_WHAT TO WORK ON_
1. Summarize the text on the UCAT subtests in two sentences.
2. According to the text on the UCAT subtests, how much time is allowed for the Abstract Reasoning section, and how many questions does it contain?
3. Carry on the text on the UCAT subtests from its final sentence.

_EXTRACT_

++++++

Quantitative Reasoning – assesses the ability to critically evaluate information presented in a numerical form
• You are given numerical data in a table, chart, or graph, and you are asked questions on the information provided. Solving the questions usually involves some form of basic calculation. The same set of information may be used for more than one question. The Quantitative Reasoning subtest assesses your ability to use numerical skills to solve problems. It assumes familiarity with numbers to the standard of a good pass at GCSE. However, items are less to do with numerical facility and more to do with problem-solving (i.e. knowing what information to use and how to manipulate it using simple calculations and ratios). The subtest measures reasoning using numbers as a vehicle rather than measuring a facility with numbers. Here you have 25 minutes (including one minute for instructions) to answer 36 questions that are associated with tables, charts and graphs.
• Why have quantitative reasoning in the UCAT (UKCAT)? Doctors and dentists are constantly required to look at data, review it and apply it to their own practice. On a practical level drug calculations based on patient weight, age and other factors have to be correct. At a more advanced level, medical and dental research requires an ability to interpret, critique and apply results presented in the form of complex statistics. Universities considering applicants need to know they have the aptitude to cope in these situations.
Abstract Reasoning – assesses the use of convergent and divergent thinking to infer relationships from information
• You are asked to identify the correct shape in order to complete the question. There are four types of questions you may experience. This is a fast-paced test with less than 20 seconds to answer each question. It is a nonverbal test as it does not use words or numbers, and it is often considered to be like an IQ test.
• Abstract Reasoning assesses your ability to identify patterns amongst abstract shapes where irrelevant and distracting material may lead to incorrect conclusions. The test, therefore, measures your ability to change track, critically evaluate and generate hypotheses and requires you to query judgements as you go along. Here you have 14 minutes (including one minute instructions time) to answer 55 questions that are all based upon different sets of shapes.
• Why include abstract reasoning in the UCAT (UKCAT)? Quite often patients will present with a myriad of symptoms that a clinician must interpret. The clinician must take into account a number of different factors, some of which might be misleading, before deciphering which ones are pertinent. Making such judgements are akin to those in the UCAT (UKCAT) Abstract Reasoning. Research within medicine and dentistry also involves identifying patterns in results in order to generate further hypotheses.
Decision Making – assesses the ability to apply logic to reach a decision or conclusion, evaluate arguments and analyse statistical information
• Your ability to implement logic in order to assess arguments, evaluate statistical data, and make a decision will be assessed. This section replaced Decision Analysis back in 2016.
• The Decision-Making subtest assesses your ability to apply logic to reach a decision or conclusion, evaluate arguments and analyse statistical information. Here you have 32 minutes (including 1-minute instructions) to answer 29 questions.
• Why decision making? Many clinical situations require doctors and dentists to make complex decisions. This needs to happen in a wide range of scenarios and situations. Clinicians require a high level of problem-solving skills and need to have the ability to assess and manage risk and deal with uncertainty. This is a new section only introduced after 2016, which replaced the old decision analysis subsection.

++++++

_INFORMATION SUPPLIED_

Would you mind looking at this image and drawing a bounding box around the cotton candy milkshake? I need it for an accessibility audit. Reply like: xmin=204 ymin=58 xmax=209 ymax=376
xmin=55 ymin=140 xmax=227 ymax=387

++++++

_ANSWERS PER TASK_
1. Three UCAT (UKCAT) subtests, Quantitative Reasoning, Abstract Reasoning and Decision Making, are described with the skills they assess, the time allowed and the number of questions. Each is justified by clinical work: doctors and dentists must interpret data, pick out pertinent factors among misleading symptoms, and make complex decisions under uncertainty.

2. The section allows 14 minutes, including one minute of instructions, for 55 questions.

3.
Situational Judgement – measures capacity to understand real-world situations and to identify critical factors and appropriate behaviour in dealing with them.
• You are asked to identify the correct responses to a series of scenarios relating to the life of a medical or dentistry student. There are two types of scenario responses asked: the appropriateness of a behaviour and the importance of a set of options. You are given 19 scenarios; each one contains between two and five questions.
• The test measures your capacity to understand real-world situations and to identify critical factors and appropriate behaviour in dealing with them. Here you have 27 minutes (including 1 minute of instructions) to answer 69 questions that are associated with 22 scenarios. Each of these scenarios contains 2 to 5 questions.
• Why include the Situational Judgement Test in the UCAT (UKCAT)? There are a number of different aspects of one’s thinking that the situational judgement test assesses. It assessed integrity, teamwork, resilience and adaptability. These are all key personality traits that the GMC believe all doctors should demonstrate to some extent. Situational Judgement Tests are widely used in medical and dental selection, as well as for foundation doctors, dentists and GPs.
The first four UCAT (UKCAT) sections: Verbal Reasoning, Decision Making, Quantitative Reasoning and Abstract Reasoning are marked depending on how many correct answers you give. Questions that have one correct answer are awarded a maximum of 1 mark and those that have multiple answers are worth 2 marks. Questions with multiple answers such as those in the Decision Making section, can be awarded 1 mark if you give a partially correct answer. Each UCAT (UKCAT) section does not have negative marking, and there is no influence between sections.
Marking each UCAT (UKCAT) Section
Verbal Reasoning, Decision Making, Quantitative Reasoning and Abstract Reasoning have a different number of questions. Hence, there is no direct link to the number of correct answers and a score. Therefore the UCAT (UKCAT) convert your raw score into a scale between 300 and 900. Once your UCAT (UKCAT) exam is complete, you will receive a score per UCAT (UKCAT) section. Your overall score will be the total score of all 4 UCAT (UKCAT) section hence ranging from 1200 to 3600.
For example, your scaled score may be: Verbal Reasoning: 500, Decision Making: 600, Quantitative Reasoning: 700 and Abstract Reasoning: 800. Your total score will be the total of all 4 sections: 500 + 600 + 700 + 800 = 2600. Your average UCAT (UKCAT) score will be your total score divided by 4. Using the example: 2600/4 = 650.
Marking the Situational Judgement Test
Here, the marking system is different. The Situational Judgement section uses a banding system depending on how correct your response is. Full marks are given if you answer correctly, and partial marks may be given if you are close to the correct answer. There are 4 bands ranging from Band 1 to Band 4 where per question, you will be awarded Band 1 if you choose the correct answer, band 2 or 3 if you are further from the answer and band 4 if you have incorrectly chosen the answer. After all SJT questions are complete, you will be given an average Band which will be your SJT score.
A guide to the UCAT (UKCAT) SJT Banding System is below:
Band 1: The candidate has demonstrated an excellent level of performance, a level that is similar to the panel of experts
Band 2: The candidate has demonstrated a good level of performance, frequently matching the answers similar to an expert level
Band 3: The candidate has demonstrated a modest level of performance, with many appropriate answers but several answers different to the panel of experts.
Band 4: The candidate has a demonstrated a low level of performance with most answers differing from the ideal answer.
It is likely that the SJT will be considered in a different manner to the other cognitive subtests, with most universities rejecting any candidates who score an overall Band 4 in this section.
When do I receive my UCAT results?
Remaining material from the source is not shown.